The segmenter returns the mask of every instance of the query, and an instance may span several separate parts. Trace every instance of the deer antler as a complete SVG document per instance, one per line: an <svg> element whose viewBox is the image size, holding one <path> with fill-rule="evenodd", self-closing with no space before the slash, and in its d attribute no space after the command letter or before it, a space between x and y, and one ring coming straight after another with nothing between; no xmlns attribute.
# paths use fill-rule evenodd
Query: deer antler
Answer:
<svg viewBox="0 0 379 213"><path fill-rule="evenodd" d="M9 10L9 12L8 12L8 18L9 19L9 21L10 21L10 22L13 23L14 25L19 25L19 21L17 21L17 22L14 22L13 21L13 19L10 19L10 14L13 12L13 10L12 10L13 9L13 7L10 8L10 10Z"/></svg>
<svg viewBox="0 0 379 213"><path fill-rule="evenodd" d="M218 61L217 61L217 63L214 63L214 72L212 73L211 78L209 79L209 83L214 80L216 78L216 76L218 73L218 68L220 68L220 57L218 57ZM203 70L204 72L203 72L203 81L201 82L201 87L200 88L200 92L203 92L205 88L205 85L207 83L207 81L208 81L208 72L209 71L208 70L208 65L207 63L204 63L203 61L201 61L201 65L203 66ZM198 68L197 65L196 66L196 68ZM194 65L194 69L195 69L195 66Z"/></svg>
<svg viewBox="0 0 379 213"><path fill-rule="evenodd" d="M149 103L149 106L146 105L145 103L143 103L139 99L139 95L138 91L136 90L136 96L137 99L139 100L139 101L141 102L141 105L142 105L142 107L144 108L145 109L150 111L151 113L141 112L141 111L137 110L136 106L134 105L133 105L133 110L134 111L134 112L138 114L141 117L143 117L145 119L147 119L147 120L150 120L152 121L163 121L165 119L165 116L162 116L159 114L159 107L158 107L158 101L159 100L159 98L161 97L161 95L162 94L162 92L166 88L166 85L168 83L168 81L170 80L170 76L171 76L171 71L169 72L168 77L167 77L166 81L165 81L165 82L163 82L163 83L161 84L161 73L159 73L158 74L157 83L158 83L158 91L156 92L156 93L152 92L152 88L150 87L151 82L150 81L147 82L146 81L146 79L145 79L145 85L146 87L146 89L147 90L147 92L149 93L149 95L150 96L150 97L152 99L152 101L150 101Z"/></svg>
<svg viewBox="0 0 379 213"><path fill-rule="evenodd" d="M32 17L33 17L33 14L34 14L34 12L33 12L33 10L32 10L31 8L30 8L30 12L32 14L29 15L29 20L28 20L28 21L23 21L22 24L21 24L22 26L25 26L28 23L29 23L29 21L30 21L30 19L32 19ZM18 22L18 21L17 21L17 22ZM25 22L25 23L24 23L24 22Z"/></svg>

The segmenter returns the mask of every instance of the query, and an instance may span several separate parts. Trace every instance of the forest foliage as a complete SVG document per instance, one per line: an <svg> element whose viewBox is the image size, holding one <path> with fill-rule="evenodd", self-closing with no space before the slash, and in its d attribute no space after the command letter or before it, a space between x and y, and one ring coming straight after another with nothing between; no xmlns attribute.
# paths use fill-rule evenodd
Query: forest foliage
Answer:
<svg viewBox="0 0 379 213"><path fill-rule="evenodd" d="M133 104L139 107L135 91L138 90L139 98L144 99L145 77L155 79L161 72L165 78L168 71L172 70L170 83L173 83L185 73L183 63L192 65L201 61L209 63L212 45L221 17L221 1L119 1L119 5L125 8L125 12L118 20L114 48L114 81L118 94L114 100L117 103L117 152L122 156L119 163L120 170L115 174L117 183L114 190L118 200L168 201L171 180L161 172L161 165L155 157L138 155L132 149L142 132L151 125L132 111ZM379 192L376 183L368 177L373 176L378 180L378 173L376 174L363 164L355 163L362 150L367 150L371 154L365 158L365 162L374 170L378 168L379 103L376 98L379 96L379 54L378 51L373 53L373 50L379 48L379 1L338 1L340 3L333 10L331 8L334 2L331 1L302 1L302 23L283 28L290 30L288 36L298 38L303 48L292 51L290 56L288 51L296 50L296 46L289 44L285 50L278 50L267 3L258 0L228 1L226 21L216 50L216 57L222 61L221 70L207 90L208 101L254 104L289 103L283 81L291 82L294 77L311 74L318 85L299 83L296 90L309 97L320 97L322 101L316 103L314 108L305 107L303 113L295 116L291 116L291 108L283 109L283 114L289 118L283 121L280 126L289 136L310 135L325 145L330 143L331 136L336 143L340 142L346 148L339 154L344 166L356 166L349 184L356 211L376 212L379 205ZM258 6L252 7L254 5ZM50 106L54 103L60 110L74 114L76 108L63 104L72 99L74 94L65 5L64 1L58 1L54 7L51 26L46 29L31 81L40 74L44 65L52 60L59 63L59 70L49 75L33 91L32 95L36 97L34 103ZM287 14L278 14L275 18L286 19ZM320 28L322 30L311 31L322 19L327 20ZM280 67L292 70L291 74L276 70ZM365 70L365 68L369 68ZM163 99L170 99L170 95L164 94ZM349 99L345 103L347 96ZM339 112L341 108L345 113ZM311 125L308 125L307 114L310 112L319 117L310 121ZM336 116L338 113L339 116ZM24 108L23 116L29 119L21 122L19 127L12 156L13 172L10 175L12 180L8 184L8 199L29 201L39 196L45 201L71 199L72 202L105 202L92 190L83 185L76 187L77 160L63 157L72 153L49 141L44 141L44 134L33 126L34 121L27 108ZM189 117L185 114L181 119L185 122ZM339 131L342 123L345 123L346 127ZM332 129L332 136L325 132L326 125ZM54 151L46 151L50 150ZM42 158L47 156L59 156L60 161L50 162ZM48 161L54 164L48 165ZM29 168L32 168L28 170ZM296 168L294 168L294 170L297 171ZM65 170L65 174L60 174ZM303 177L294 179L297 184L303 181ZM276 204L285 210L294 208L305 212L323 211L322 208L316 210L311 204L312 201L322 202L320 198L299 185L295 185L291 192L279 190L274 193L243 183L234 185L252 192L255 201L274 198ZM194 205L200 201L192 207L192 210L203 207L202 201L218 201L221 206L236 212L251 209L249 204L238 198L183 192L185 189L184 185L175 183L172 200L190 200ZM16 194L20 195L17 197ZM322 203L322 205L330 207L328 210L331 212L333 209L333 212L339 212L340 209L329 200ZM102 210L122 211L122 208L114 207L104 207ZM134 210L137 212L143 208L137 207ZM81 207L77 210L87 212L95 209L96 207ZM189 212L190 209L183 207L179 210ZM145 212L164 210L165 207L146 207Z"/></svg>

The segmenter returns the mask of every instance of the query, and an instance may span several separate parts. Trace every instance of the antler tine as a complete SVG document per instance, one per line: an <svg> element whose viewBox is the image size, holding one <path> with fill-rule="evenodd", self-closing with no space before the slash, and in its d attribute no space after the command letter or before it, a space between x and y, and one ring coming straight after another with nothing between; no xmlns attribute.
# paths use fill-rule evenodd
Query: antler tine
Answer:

++++++++

__INSTRUCTIONS TO FOLLOW__
Present every line of the data above as a numbered list, one line per item, and drop the blank lines.

__SOLVED EXERCISE__
1. The segmenter returns the mask of every instance of the query, and an instance may span several separate parts. Trace every instance of the deer antler as a complete SVG document per instance, one per line: an <svg> element whose viewBox is the image size, holding one <path> with fill-rule="evenodd", self-closing with no space before the slash, and in its d attribute no space after the command letter or before it, a space between x and y, and one ring coming straight after another with nothing between; no xmlns attribute.
2. # paths use fill-rule evenodd
3. Query: deer antler
4. Answer:
5. <svg viewBox="0 0 379 213"><path fill-rule="evenodd" d="M9 10L9 12L8 12L8 18L9 19L9 21L10 21L10 22L13 23L14 25L19 25L19 21L17 21L17 22L14 22L13 21L13 19L10 19L10 14L13 12L13 10L12 10L13 9L13 7L10 8L10 10Z"/></svg>
6. <svg viewBox="0 0 379 213"><path fill-rule="evenodd" d="M218 61L217 61L217 63L214 63L214 72L212 73L211 78L209 79L209 83L214 80L216 78L216 76L218 73L218 68L220 68L220 57L218 57ZM203 70L204 72L203 72L203 81L201 82L201 87L200 88L200 92L203 92L205 88L205 85L207 83L207 81L208 81L208 72L209 71L208 70L208 65L207 63L204 63L203 61L201 61L201 65L203 66ZM198 68L197 65L196 66L196 68ZM194 65L194 69L195 69L195 66Z"/></svg>
7. <svg viewBox="0 0 379 213"><path fill-rule="evenodd" d="M149 103L149 106L146 105L145 103L143 103L139 99L139 95L138 91L136 90L136 96L137 99L139 100L139 101L141 102L141 105L142 105L142 107L144 108L145 109L150 111L151 113L141 112L141 111L137 110L136 106L134 105L133 105L133 110L134 111L134 112L138 114L141 117L143 117L145 119L147 119L147 120L150 120L152 121L163 121L165 119L165 116L162 116L159 114L159 107L158 107L158 101L159 100L159 98L161 97L161 95L162 94L162 92L166 88L166 85L168 83L168 81L170 80L170 76L171 76L171 71L169 72L168 77L167 77L166 81L165 81L165 82L163 82L163 83L161 84L161 73L159 73L158 74L157 83L158 83L158 91L156 92L156 93L152 92L152 88L150 87L151 82L150 81L147 82L146 81L146 79L145 79L145 85L146 87L146 89L147 90L147 92L149 93L149 95L150 96L150 97L152 99L152 101L150 101Z"/></svg>
8. <svg viewBox="0 0 379 213"><path fill-rule="evenodd" d="M32 17L33 17L33 14L34 14L34 12L33 12L33 10L32 10L31 8L30 8L30 12L32 14L29 15L29 20L28 20L28 21L23 21L22 24L21 24L22 26L25 26L28 23L29 23L29 21L30 21L30 19L32 19ZM18 22L18 21L17 21L17 22ZM25 22L25 23L24 23L24 22Z"/></svg>
9. The segmenter returns the mask of every instance of the query, and an instance may span several separate parts. Trace every instance of the forest foliage as a complete SVG document per instance, one per line: an <svg> element whose viewBox is the image size, holding one <path> with fill-rule="evenodd", self-closing with no space before the slash, and in its d attribute no space after the command letter or before it, a space between x and y, and one ring coming straight after another with nothing between; no xmlns attribute.
10. # paths use fill-rule evenodd
11. Query: forest foliage
12. Answer:
13. <svg viewBox="0 0 379 213"><path fill-rule="evenodd" d="M133 104L139 107L135 91L138 90L139 98L144 99L145 77L155 79L161 72L165 78L168 71L172 70L170 83L173 83L185 73L183 63L192 65L201 61L209 63L212 45L221 17L221 1L119 1L119 5L125 8L125 12L118 20L114 48L114 81L118 94L114 100L117 103L117 152L122 156L119 163L120 170L115 174L117 183L114 190L118 200L168 201L171 180L161 172L161 165L155 157L138 155L132 149L142 132L151 125L132 111ZM379 192L376 183L368 177L373 176L378 180L378 173L376 174L363 164L355 163L362 150L367 150L371 154L365 158L365 162L374 170L378 168L379 103L376 98L379 96L379 54L378 51L373 53L373 50L379 48L379 1L338 1L340 3L333 10L331 8L334 2L331 1L302 1L302 23L283 28L290 30L288 36L298 38L303 48L292 51L290 56L288 51L296 50L296 46L289 44L285 50L278 50L267 3L258 0L228 1L226 21L216 50L216 57L222 61L221 70L207 90L208 101L254 104L289 103L283 81L291 82L294 77L311 74L318 85L299 83L296 90L309 97L320 97L322 101L316 103L314 108L305 107L303 113L295 116L291 116L291 108L283 109L283 114L289 118L283 121L280 126L289 136L310 135L325 145L330 143L331 136L336 143L340 142L346 148L339 154L344 166L356 166L349 184L356 211L376 212L379 205ZM258 6L252 7L254 5ZM50 106L54 103L60 110L74 114L76 108L63 104L72 99L74 94L65 5L64 1L58 1L54 7L51 26L46 29L31 81L40 74L44 65L52 60L59 63L59 70L49 75L33 91L32 95L36 97L34 103ZM287 14L278 14L275 18L286 19ZM320 28L322 30L311 31L322 19L327 20ZM280 67L292 70L291 74L276 70ZM365 70L365 68L369 68ZM163 99L170 99L170 95L164 94ZM349 99L345 103L347 96ZM339 112L341 108L345 113ZM311 125L308 125L307 114L310 112L319 117L310 121ZM336 116L338 113L339 116ZM24 108L23 116L29 119L21 122L19 127L12 156L13 172L10 175L12 180L8 184L8 199L29 201L39 196L45 201L71 199L72 202L105 202L92 190L83 185L76 187L77 160L63 157L72 153L49 141L44 141L44 134L33 126L34 121L27 108ZM189 117L185 114L181 119L185 122ZM339 131L342 123L345 123L346 127ZM332 129L332 136L325 132L326 125ZM54 151L46 151L50 150ZM42 158L47 156L59 156L60 161L50 162ZM48 161L54 164L48 165ZM29 168L32 168L28 170ZM296 168L294 168L294 170L297 171ZM65 170L65 174L60 174ZM303 177L294 179L297 184L303 181ZM276 204L285 210L294 208L305 212L323 211L322 208L316 210L311 204L312 201L322 202L320 198L299 185L295 185L291 192L279 190L274 193L243 183L234 185L252 192L255 201L274 198ZM194 205L200 201L192 207L192 210L203 207L202 201L218 201L221 206L236 212L251 209L249 204L238 198L183 192L185 189L184 185L175 183L172 200L190 200ZM16 194L20 195L17 197ZM322 203L322 205L330 207L328 210L331 212L333 209L333 212L339 212L340 209L329 200ZM102 210L122 211L122 208L114 207L104 207ZM134 210L137 212L143 208L137 207ZM81 207L77 210L87 212L95 209L96 207ZM189 212L190 209L183 207L179 210ZM145 212L164 210L165 207L146 207Z"/></svg>
14. The segmenter returns the mask of every instance of the query, and an instance may span several separate parts. Trace every instance of the antler tine as a complete SVG document per instance, one per line: an <svg> element whose viewBox is the image size, holding one <path> with fill-rule="evenodd", self-closing with no space before the slash, and in its d attribute no space after the command letter or before it, a space between x and y, and one ring coming straight after another with nothing between; no xmlns attribute.
15. # paths use fill-rule evenodd
16. Query: antler tine
17. Answer:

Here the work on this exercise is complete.